- _ASSIGNMENT_
In the listing below, find the line containing "Mark the innermost point of each instance of the distant" and the line containing "Mark the innermost point of each instance of the red". Repeat exactly those two lines and every line between them.

- _DATA FOR REVIEW_
________
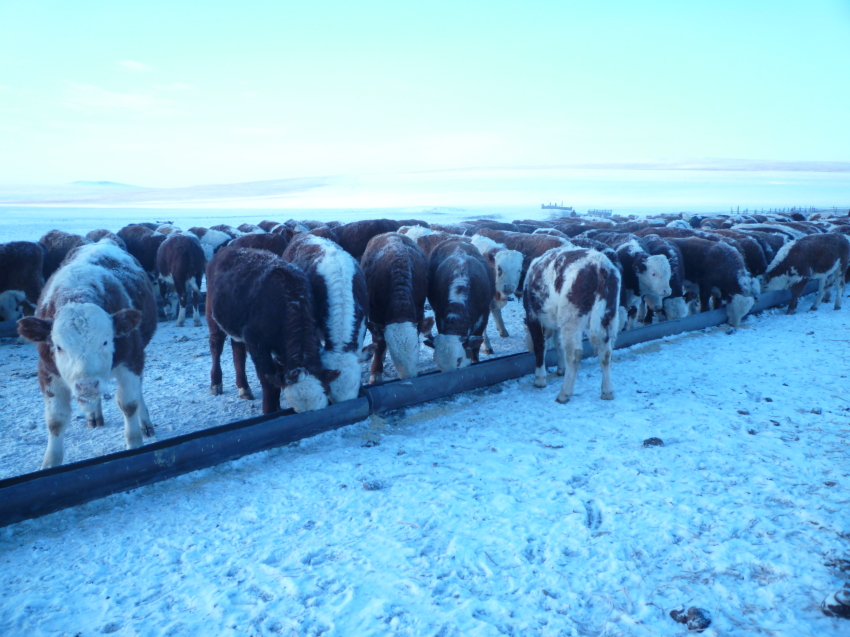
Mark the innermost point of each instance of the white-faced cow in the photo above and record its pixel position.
________
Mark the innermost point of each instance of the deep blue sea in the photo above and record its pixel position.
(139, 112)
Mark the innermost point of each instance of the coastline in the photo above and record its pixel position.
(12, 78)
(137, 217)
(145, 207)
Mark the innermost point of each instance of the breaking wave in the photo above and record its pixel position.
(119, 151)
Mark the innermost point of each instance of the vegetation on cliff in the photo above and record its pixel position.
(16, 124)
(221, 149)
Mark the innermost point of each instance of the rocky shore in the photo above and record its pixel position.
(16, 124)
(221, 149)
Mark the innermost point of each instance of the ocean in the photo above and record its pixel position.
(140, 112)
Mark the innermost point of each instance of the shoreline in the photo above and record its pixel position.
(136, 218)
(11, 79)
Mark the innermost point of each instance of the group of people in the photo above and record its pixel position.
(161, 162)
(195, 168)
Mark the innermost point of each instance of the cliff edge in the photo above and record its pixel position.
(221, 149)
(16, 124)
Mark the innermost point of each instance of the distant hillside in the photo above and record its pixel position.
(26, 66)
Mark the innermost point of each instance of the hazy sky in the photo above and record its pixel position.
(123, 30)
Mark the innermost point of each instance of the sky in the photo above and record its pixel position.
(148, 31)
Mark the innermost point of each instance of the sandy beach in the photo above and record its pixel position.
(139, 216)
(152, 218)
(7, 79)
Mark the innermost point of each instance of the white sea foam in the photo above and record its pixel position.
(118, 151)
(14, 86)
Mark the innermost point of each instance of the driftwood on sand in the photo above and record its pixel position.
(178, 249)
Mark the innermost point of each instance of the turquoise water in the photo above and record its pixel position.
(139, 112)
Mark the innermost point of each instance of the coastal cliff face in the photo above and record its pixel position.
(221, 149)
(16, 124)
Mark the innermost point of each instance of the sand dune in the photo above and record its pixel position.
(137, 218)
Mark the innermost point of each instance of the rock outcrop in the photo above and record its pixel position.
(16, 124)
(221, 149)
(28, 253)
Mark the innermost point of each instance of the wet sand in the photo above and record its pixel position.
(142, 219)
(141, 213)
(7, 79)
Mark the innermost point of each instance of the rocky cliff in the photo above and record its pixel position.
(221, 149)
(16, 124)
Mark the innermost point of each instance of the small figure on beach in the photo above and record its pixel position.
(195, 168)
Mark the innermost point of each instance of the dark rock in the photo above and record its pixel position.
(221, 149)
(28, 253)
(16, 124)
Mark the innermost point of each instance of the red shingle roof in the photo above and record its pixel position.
________
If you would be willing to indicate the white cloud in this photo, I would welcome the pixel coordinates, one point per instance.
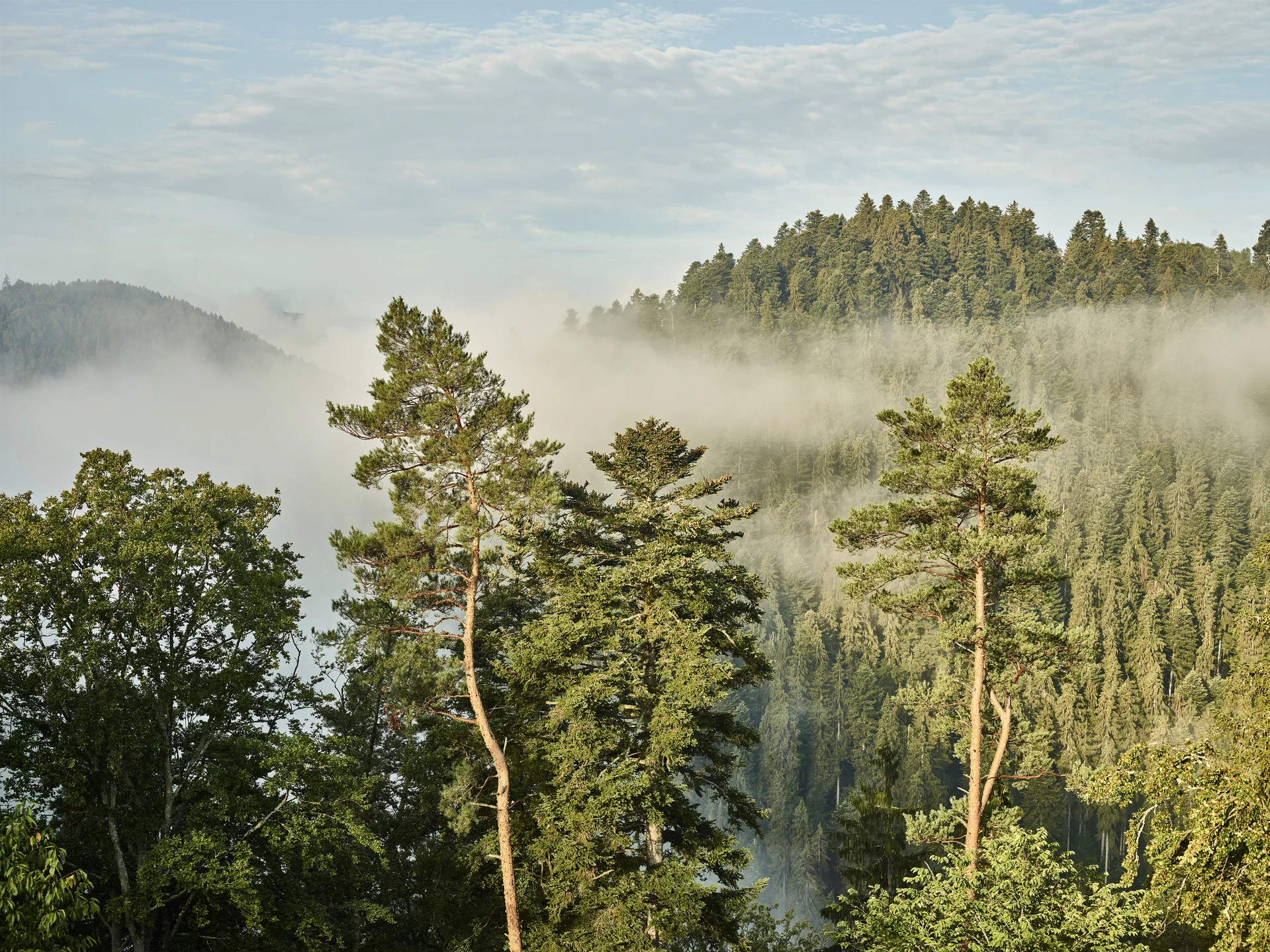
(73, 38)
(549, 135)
________
- _TASK SOLUTION_
Mark the innermost point of each instance of the distant hillside in the photo above and record its pixel position.
(26, 66)
Mark the innermost point of each instance of the hazy sky in the photo above and record its pixel position.
(123, 30)
Mark the innermost point of each instance of the sky in the photo above and record its pixel position.
(148, 31)
Mark the innermost point of each instance of the sandy beach in the photo above and record its pixel position.
(139, 216)
(152, 218)
(7, 79)
Mark the innermost point of each instance of the white sea foam in the photo above and record its pixel position.
(118, 151)
(14, 86)
Mark the innermost point of each instance of the driftwood on sand in the photo above and record its pixel position.
(178, 249)
Mark the innermost point of each instance of the turquoise water in the photo above and record its pixel position.
(139, 112)
Mark the innermost point of each instance of the coastal cliff face in the photo above and record its pixel position.
(221, 149)
(16, 124)
Mark the innermost point of each instance of the sand dune in the photo above and record its pixel position.
(137, 218)
Mark the innermost point of each instance of the rock outcrop in the photo above and record its pixel position.
(16, 124)
(221, 149)
(28, 253)
Mark the innermost point of each instance of the wet sand in the photo above and record its pixel position.
(142, 219)
(141, 213)
(7, 79)
Mark the innermost point of each instance of the rocky cliff in the photo above and record its pixel position.
(221, 149)
(16, 124)
Mark the innermost point of each instance of the small figure on beach in the photo above and record its pixel position.
(195, 168)
Mark the innermost point of each instance of the dark rock in the photo above and record its pixel position.
(221, 149)
(28, 253)
(16, 124)
Mark the innermost point of each instance of the red shingle roof in the photo above and record its pixel position.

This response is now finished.